**AUFGABENSTELLUNG**:
1. Entnimm der Opernkritik wortgetreu den Abschnitt, der bei den Worten „Der Ort dieses“ einsetzt und nach „ihre Geilheit auftischen.“ aufhört.
2. Zähle alle Figuren aus Verdis Oper auf, die in der Opernkritik vorkommen.

**ZU LESENDER TEXT**:
········

Herbert Büttiker, Der Landbote (05.02.2013)
Das Opernhaus lädt Verdis «Rigoletto» zu Tisch. Darstellerisch und sängerisch intensive Protagonisten loten die Geschichte in einem szenischen Leerraum nach innen aus – ein Konzept für viel Zustimmung und für heftige Ablehnung an der Premiere.
Da stehen der Herzog, verkleidet als Student in kurzen Hosen, und das wohlbehütete, aber auch mit schalkhafter Lebenslust dem väterlichen Gefängnis trotzende Mädchen Gilda auf dem Tisch. Sie singen ihre Liebesbeteuerungen in luftigen Kantilenen, und in der langen, langen Kadenz (wie sie Verdi hier wie nirgends sonst ausschreibt) scheinen sie zu schweben. Die beiden Protagonisten gehen in diesem Schmetterling-im-Bauch-Moment vollkommen auf: Aleksandra Kurzak mit ihrem kräftigen, aber mädchenhaft schlanken Sopran, Samir Pirgu, der seinen Tenor charmant flirtend, aber schon auch schmetternd strahlen lässt.
Der Ort dieses Treffens ist in der Zürcher Inszenierung nicht Rigolettos nach aussen verriegeltes Haus an einer verwinkelten Gasse im Mantua des 16. Jahrhunderts, sondern der leere, schwarze Bühnenraum, der einzig von einem langen weissen Tisch akzentuiert wird (Bühne: Klaus Grünberg). In der ersten Szene versammelt sich die Männerrunde um diesen Tisch wie zur Konferenz, nur dass die Festmusik aus dem Hintergrund die Stimmung auf Stammtischheiterkeit umpolt und sich die Männer die einzig anwesende Frau, die Gräfin Ceprano, für ihre Geilheit auftischen.

········

**VORLIEGENDE DATEN**:

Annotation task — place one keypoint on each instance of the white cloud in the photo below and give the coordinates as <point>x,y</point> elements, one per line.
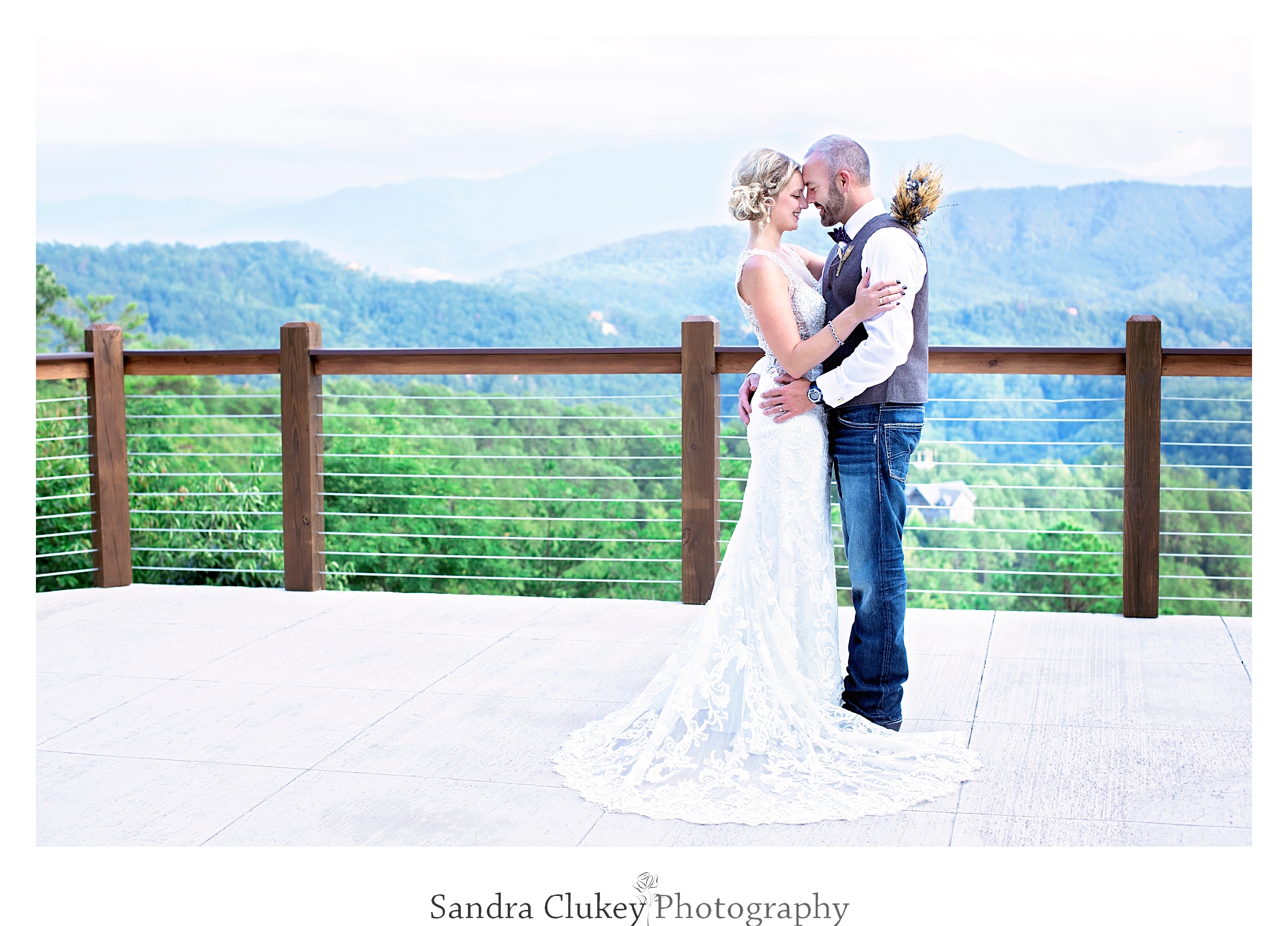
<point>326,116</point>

········

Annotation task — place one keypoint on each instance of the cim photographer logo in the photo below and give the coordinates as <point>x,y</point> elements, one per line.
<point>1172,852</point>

········

**ERGEBNISSE PRO AUFGABE**:
1.
Der Ort dieses Treffens ist in der Zürcher Inszenierung nicht Rigolettos nach aussen verriegeltes Haus an einer verwinkelten Gasse im Mantua des 16. Jahrhunderts, sondern der leere, schwarze Bühnenraum, der einzig von einem langen weissen Tisch akzentuiert wird (Bühne: Klaus Grünberg). In der ersten Szene versammelt sich die Männerrunde um diesen Tisch wie zur Konferenz, nur dass die Festmusik aus dem Hintergrund die Stimmung auf Stammtischheiterkeit umpolt und sich die Männer die einzig anwesende Frau, die Gräfin Ceprano, für ihre Geilheit auftischen.

2. Rigoletto, der Herzog, Gilda, die Gräfin Ceprano